_Short task 1_: In the Alaska Permanent Fund article, what chance did the model presented by Alexei Painter give that the fund's spendable account would not have enough money for a payment to the state's general fund?
_Short task 2_: Summarize the Alaska Permanent Fund article in two sentences.
_Short task 3_: Rewrite the Alaska Permanent Fund article from the passage starting at "Permanent Fund Corporation" and ending at "of the people.", substituting "dual-account structure" for "two-account structure".

Alaska
Permanent Fund leaders again call to restructure fund as spendable cash dwindles
There’s a nearly 50-50 chance that the Alaska Permanent Fund won’t have enough spendable money to pay dividends and the state’s bills at least once over the next decade — unless lawmakers change the structure of the fund to function more like a university endowment.
That’s the message Permanent Fund leaders and the Legislature’s chief budget analyst delivered to lawmakers on Tuesday.
The head of the Legislature’s nonpartisan budget analysis agency, Alexei Painter, presented lawmakers with a financial model showing a 46% chance that the fund’s spendable account would not have enough money to provide a payment to the state’s general fund that makes up the second-largest overall source of state revenue — second only to the federal government.
Permanent Fund Corporation Executive Director and CEO Deven Mitchell and Board of Trustees Chair Jason Brune told the Legislative Budget and Audit Committee that the issue is not with the $80-plus billion Permanent Fund itself, but with the fund’s two-account structure.
“We want to ensure that there’s an ability to provide a payment to the state of Alaska each and every year,” Mitchell said. “We don’t want to have a 46% probability of failure. We don’t want to have any probability of failure for this revenue stream at this point.”
The Permanent Fund is separated into two accounts. The $60 billion principal can’t be spent without a vote of the people.

_Source data_:
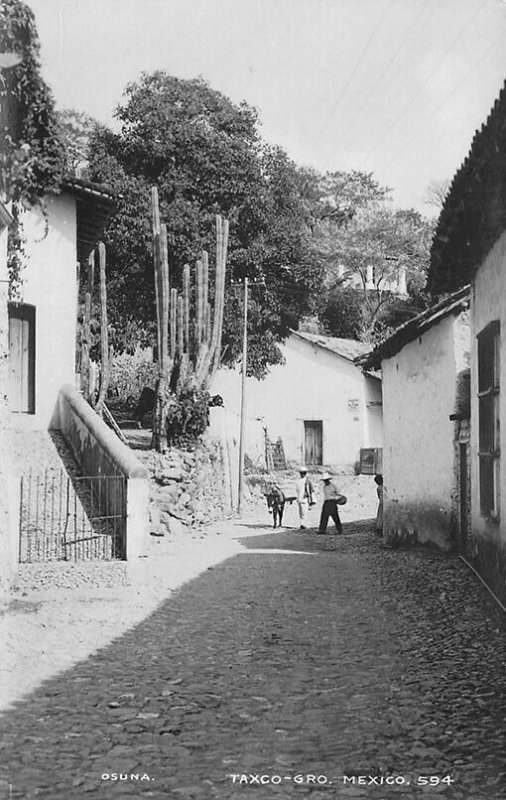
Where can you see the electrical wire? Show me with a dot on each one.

_Correct answer 1_: A 46% chance.

_Correct answer 2_: Permanent Fund leaders and the Legislature's chief budget analyst told lawmakers that there is a nearly 50-50 chance the fund's spendable account will fall short of paying dividends and the state's bills at least once over the next decade. They argued that the problem lies with the fund's two-account structure and not with the fund itself, and that lawmakers should restructure it to work more like a university endowment.

_Correct answer 3_:
Permanent Fund Corporation Executive Director and CEO Deven Mitchell and Board of Trustees Chair Jason Brune told the Legislative Budget and Audit Committee that the issue is not with the $80-plus billion Permanent Fund itself, but with the fund’s dual-account structure.
“We want to ensure that there’s an ability to provide a payment to the state of Alaska each and every year,” Mitchell said. “We don’t want to have a 46% probability of failure. We don’t want to have any probability of failure for this revenue stream at this point.”
The Permanent Fund is separated into two accounts. The $60 billion principal can’t be spent without a vote of the people.